--- INSTRUCTION ---
From the rows below, extract every line that contains the word "ocean". Case counts.

--- PROVIDED ENTRIES ---
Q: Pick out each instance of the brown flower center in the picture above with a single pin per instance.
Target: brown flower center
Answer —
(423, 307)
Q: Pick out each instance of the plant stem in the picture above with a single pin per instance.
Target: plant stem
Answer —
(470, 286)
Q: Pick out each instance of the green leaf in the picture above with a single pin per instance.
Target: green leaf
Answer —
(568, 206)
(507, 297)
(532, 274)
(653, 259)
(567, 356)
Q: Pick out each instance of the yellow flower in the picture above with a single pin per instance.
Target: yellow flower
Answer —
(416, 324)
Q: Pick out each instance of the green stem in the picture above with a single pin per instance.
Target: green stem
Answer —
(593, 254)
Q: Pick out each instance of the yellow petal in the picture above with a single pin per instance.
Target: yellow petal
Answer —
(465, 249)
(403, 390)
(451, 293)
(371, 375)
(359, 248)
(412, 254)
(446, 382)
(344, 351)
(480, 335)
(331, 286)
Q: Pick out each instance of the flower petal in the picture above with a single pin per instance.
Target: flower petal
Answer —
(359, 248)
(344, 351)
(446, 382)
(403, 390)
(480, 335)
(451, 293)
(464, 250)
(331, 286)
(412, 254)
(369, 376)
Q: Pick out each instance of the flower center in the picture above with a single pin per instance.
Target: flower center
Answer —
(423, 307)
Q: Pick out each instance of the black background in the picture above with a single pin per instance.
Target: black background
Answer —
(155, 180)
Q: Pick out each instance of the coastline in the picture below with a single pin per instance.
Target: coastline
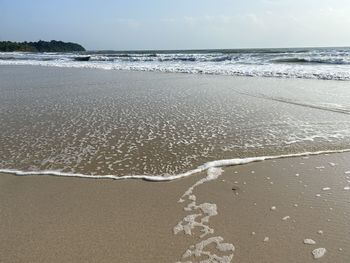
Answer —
(69, 219)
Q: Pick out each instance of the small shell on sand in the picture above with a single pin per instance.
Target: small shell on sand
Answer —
(309, 241)
(319, 252)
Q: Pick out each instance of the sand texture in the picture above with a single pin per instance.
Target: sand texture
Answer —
(268, 211)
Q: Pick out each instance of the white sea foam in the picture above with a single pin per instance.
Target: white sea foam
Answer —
(326, 65)
(167, 177)
(198, 250)
(200, 219)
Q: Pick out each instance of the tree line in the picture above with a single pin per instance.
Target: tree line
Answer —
(40, 46)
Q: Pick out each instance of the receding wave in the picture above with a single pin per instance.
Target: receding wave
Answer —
(325, 64)
(164, 178)
(312, 61)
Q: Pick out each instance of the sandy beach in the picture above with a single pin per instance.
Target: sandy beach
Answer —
(265, 210)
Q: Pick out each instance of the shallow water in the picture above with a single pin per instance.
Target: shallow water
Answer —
(140, 123)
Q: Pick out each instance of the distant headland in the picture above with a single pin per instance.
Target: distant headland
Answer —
(40, 46)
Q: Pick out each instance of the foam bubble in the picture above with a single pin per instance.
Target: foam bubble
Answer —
(160, 178)
(309, 241)
(319, 252)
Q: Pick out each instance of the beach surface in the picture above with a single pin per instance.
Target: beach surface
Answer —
(271, 211)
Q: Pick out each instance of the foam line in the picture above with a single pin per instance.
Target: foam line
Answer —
(166, 177)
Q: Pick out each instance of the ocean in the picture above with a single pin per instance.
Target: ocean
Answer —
(306, 63)
(134, 114)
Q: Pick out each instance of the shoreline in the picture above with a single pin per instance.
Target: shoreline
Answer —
(59, 219)
(166, 178)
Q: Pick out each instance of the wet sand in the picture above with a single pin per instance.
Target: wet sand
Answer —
(56, 219)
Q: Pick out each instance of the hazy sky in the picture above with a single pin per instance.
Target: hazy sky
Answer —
(178, 24)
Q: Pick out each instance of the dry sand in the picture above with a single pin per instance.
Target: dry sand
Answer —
(284, 202)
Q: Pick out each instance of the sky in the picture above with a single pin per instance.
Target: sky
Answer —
(178, 24)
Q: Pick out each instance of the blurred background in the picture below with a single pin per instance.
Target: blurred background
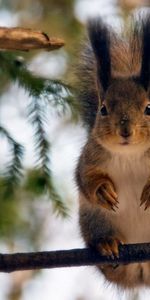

--- ANSWER TO THIS PROBLEM ---
Q: Pick out each instance of the ocean in the picture above with a single pin per instance.
Target: ocean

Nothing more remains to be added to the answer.